▶ _ENTRIES_:
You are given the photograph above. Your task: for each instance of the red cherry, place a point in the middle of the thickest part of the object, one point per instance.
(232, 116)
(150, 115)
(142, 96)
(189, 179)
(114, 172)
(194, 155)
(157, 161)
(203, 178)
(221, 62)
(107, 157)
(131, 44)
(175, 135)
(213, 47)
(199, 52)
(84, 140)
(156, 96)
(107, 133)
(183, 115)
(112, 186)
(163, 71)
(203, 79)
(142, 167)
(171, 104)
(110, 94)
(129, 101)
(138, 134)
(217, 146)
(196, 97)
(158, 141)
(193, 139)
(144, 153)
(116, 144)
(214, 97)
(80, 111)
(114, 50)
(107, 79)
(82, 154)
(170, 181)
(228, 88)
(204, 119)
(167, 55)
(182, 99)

▶ _REQUIREMENT_:
Recast every line of the listing as a JSON list of strings, one string per line, and omit any blank lines.

▶ _RESPONSE TO THE EXERCISE_:
[
  "You are given the photograph above. Your task: for each instance of the red cherry, place a point in the middle of the thickest part of the object, one point per instance.",
  "(232, 116)",
  "(150, 115)",
  "(142, 96)",
  "(189, 179)",
  "(114, 172)",
  "(194, 155)",
  "(157, 161)",
  "(203, 178)",
  "(221, 62)",
  "(107, 157)",
  "(131, 44)",
  "(175, 135)",
  "(213, 47)",
  "(199, 52)",
  "(84, 140)",
  "(156, 96)",
  "(107, 133)",
  "(183, 115)",
  "(112, 186)",
  "(163, 71)",
  "(203, 79)",
  "(142, 167)",
  "(171, 104)",
  "(110, 94)",
  "(129, 101)",
  "(138, 134)",
  "(217, 146)",
  "(196, 97)",
  "(158, 141)",
  "(193, 139)",
  "(144, 153)",
  "(116, 144)",
  "(214, 97)",
  "(80, 111)",
  "(114, 50)",
  "(107, 79)",
  "(82, 154)",
  "(170, 181)",
  "(228, 88)",
  "(204, 119)",
  "(167, 55)",
  "(182, 99)"
]